___ Exercise text

Secretary of Veterans Affairs Bob McDonald at the VA's headquarters in Washington, D.C., Sept. 8, 2014. McDonald told Senators that the agency has made big strides in fixing the problems in Phoenix. (Joe Gromelski/Stars and Stripes)

WASHINGTON — A top auditor in the Department of Veterans Affairs told Senate lawmakers Tuesday that he had expected to find delays in care at a Phoenix hospital had caused patient deaths.

But in the end there just was not enough evidence to prove it, and auditors can only “report the news that we find,” John Daigh, assistant inspector general for VA health care inspections, testified before the Senate Veterans Affairs Committee.

The Inspector General, an independent agency watchdog, released a comprehensive audit last month on the VA Phoenix hospital system that found 20 patient deaths linked to poor care or delays in treatment but it stopped short of saying the department was responsible. The audit finding has been underscored by new VA Secretary Bob McDonald, who mentioned it in his own opening remarks to the committee.

Sen. Dean Heller, R-Nev., asked Daigh whether a reasonable person could conclude that the VA patients died due to the poor care or delays reported in the IG audit.

“We saw harm … but I couldn’t say delay caused a patient to die,” said Daigh, who is a medical doctor.

______
___ Given records

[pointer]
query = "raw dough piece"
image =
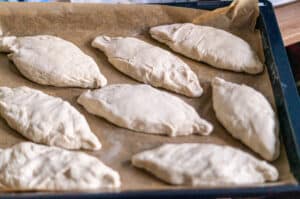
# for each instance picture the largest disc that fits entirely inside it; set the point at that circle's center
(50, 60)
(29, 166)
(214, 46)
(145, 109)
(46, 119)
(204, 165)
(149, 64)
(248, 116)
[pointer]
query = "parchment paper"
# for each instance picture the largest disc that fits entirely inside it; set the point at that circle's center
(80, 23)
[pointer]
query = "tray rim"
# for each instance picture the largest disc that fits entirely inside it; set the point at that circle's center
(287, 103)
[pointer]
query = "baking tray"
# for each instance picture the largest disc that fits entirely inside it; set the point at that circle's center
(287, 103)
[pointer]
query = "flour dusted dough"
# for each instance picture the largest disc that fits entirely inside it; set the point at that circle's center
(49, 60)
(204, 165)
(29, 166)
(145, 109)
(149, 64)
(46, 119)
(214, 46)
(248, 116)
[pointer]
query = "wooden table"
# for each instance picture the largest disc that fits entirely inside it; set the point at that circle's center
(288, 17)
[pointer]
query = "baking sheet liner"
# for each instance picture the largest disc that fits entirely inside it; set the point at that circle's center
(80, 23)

______
___ Given records

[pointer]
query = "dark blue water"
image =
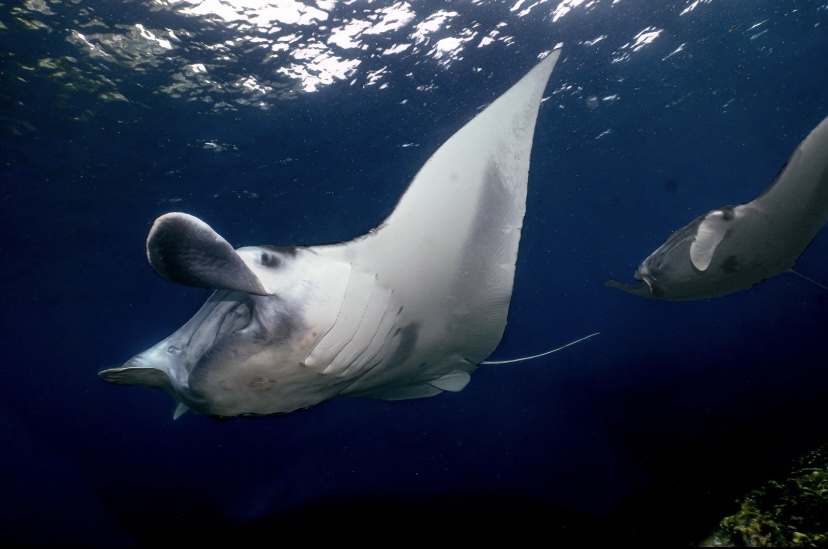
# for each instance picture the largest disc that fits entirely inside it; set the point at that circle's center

______

Problem to work on
Continue the article on the VA inspector general's Phoenix audit, starting after its final sentence. The material that comes after the text is separate from it.

Exercise output
He said the IG reported its conclusions but told Senators they could judge the effects of health care shortcomings in Phoenix for themselves.

“I have a conclusion and people can come to their own conclusion,” Daigh said.

VA Acting Inspector General Richard Griffin testified that auditors discovered 45 patients’ cases — including the 20 deaths — that could open the VA to civil lawsuits.

The Phoenix hospital system became the epicenter of a national scandal in April when a whistleblowing doctor publicly claimed that 40 patients may have died while the VA staff kept secret wait lists to obscure long treatment delays. The IG said it interviewed the whistleblower, Sam Foote, and investigated his claims.

McDonald, who was confirmed by the Senate in July, told Senators that the agency has made big strides in fixing the problems in Phoenix and is following up on the IG findings last month.

“We’ve concurred with all 24 of the report’s recommendations,” McDonald said.

So far, the VA has:

Hired 53 new full-time employees. Completed 146,596 appointments in three months, and noted that all patients on off-the-books wait lists and long-term official list were reached. Reduced the electronic wait list to 56 vets in Phoenix by Aug. 15, while many facilities have hundreds waiting. Referred 14,622 patients to private care between May and August.On Monday, the new secretary unveiled an ambitious 90-day plan to turn the VA around after months of revelations on staff wrongdoing and long delays at hundreds of medical facilities across the country.